▸ **TASK INSTRUCTIONS**:
In the forum thread on Kerberos failing when time moves backwards, what fix does the asker say has worked so far?

Update Just because we got a little sidetracked below, I want to clarify that I understand time moving backwards is strange case. While all suggestions are appreciated for discussion, this question centers around how to fix the SW to handle the case. I realize there are potentially ways to solve it via HW but I'm more curious as to why specifically it is failing and how to recover, not how to prevent it from failing in the first place, if that makes sense. While there are some HW solutions that limit the potential of this edge case, there are none that bring it down to 0 at least with my current system limitations and the HW options are sadly not viable. The SW options may also not be viable, but just trying to understand them. One solution that seems to work so far is re-image the machine but was hoping there was something less draconian.

NTP should always give UTC time, so I'm not sure as to why you are saying time is changing. Kerberos is also very time sensitive, so if you are having large time swings as NTP corrects, then it's little wonder it's failing. — Bib, Mar 21 '22 at 22:35
thanks for the comment. as i mentioned , this is an offline environment and there is no guarantee the NTP source will always move forward. I know kerberos is time sensitive, but where does it store its time information so it can be reset? — vtwaldo21, Mar 22 '22 at 11:48
What happens if you remove `/var/tmp/krb5*` on both hosts? Yes, specifically /var/tmp. — u1686_grawity, Mar 28 '22 at 10:14
/var/tmp is basically empty and there are no krb* files in that or any subfolder under /var/tmp. I did poke around and found a folder /var/cache/krb5rcache, but it is empty. /var/kerberos has the configuration data, all file timestamps match that of system install and are not updated in real time as best i can tell (thanks for the idea) — vtwaldo21, Mar 29 '22 at 11:50
"_there is no guarantee the NTP source will always move forward_" - if you use it properly (even offline) there is that guarantee — roaima, Aug 31 '23 at 07:17

score 0 · Answer 1 · answered Mar 22 '22 at 13:04

0

It does not store the time, it make a vdso syscall to extract the time from o/s kernel. If they are not all in sync, then it will fail. If it's offline, then look at a RPi with a GPS hat and use that as a time source.

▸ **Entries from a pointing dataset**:
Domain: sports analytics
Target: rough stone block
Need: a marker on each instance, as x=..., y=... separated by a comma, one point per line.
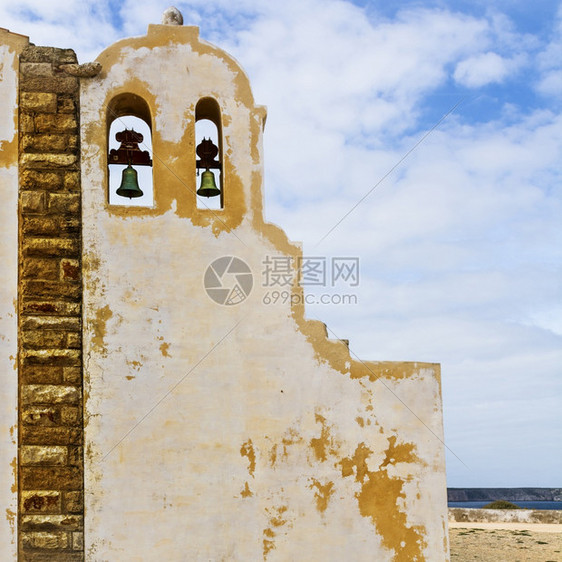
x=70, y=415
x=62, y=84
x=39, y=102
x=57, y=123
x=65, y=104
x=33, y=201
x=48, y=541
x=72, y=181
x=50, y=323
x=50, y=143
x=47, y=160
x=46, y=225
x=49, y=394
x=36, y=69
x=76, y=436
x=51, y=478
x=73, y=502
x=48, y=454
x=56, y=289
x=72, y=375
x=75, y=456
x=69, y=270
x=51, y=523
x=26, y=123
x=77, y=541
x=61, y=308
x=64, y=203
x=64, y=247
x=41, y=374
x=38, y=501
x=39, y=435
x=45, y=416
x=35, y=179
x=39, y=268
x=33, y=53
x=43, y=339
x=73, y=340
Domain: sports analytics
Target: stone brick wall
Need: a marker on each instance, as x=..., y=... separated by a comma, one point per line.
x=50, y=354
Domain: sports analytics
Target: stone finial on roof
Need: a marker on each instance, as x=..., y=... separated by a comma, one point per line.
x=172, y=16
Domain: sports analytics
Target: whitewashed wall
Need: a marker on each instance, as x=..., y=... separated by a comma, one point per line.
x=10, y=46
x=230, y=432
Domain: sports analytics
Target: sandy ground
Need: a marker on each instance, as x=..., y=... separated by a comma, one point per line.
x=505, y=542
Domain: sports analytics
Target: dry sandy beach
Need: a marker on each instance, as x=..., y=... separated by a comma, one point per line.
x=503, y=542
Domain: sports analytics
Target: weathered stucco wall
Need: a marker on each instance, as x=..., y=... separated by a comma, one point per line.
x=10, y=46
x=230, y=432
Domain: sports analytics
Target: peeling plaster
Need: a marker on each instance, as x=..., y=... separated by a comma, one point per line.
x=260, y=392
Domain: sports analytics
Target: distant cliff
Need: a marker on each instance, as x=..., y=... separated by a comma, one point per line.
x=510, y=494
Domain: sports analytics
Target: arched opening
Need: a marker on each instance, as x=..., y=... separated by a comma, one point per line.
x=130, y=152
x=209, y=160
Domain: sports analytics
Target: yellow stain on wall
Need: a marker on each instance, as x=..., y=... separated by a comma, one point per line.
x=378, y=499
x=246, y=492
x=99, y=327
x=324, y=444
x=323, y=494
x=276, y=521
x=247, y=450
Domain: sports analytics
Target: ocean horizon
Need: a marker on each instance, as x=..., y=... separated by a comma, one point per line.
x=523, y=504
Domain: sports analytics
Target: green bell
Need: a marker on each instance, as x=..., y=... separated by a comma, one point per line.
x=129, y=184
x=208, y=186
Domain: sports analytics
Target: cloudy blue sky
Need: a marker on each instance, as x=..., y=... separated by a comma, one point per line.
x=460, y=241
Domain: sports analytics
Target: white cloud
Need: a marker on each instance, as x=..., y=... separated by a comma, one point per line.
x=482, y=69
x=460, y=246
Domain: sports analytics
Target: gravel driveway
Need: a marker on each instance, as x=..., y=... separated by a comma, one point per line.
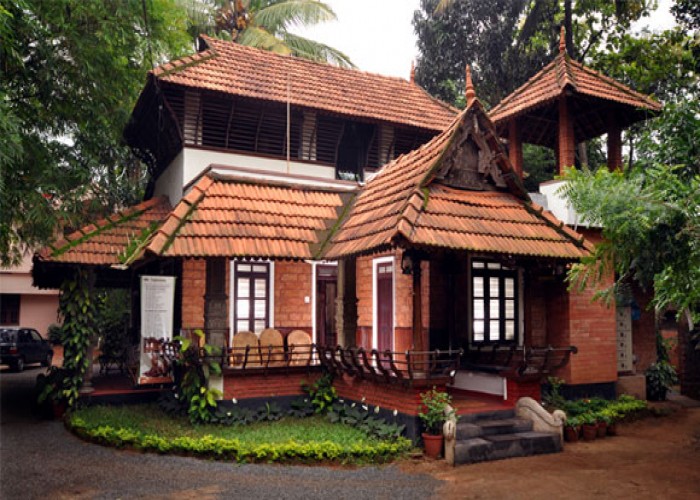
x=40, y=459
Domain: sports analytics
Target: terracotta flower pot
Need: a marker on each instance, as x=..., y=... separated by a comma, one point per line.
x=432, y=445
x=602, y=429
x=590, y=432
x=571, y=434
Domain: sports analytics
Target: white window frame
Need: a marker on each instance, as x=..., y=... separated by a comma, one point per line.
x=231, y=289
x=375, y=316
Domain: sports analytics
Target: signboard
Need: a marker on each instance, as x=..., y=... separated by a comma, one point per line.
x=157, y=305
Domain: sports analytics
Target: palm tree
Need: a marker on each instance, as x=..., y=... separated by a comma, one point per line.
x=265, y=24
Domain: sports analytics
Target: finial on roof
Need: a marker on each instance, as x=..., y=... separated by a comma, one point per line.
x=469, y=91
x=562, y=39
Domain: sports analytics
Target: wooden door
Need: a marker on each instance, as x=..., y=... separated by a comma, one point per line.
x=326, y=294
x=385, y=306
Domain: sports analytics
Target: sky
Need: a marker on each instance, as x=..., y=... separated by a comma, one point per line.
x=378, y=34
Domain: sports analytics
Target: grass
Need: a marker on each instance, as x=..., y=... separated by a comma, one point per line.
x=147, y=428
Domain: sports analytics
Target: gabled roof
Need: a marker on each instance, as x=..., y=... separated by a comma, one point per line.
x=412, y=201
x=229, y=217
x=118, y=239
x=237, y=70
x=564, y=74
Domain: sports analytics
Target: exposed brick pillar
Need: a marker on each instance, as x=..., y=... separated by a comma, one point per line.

▸ **OUTPUT FOR THIS TASK**:
Re-imaging the machine.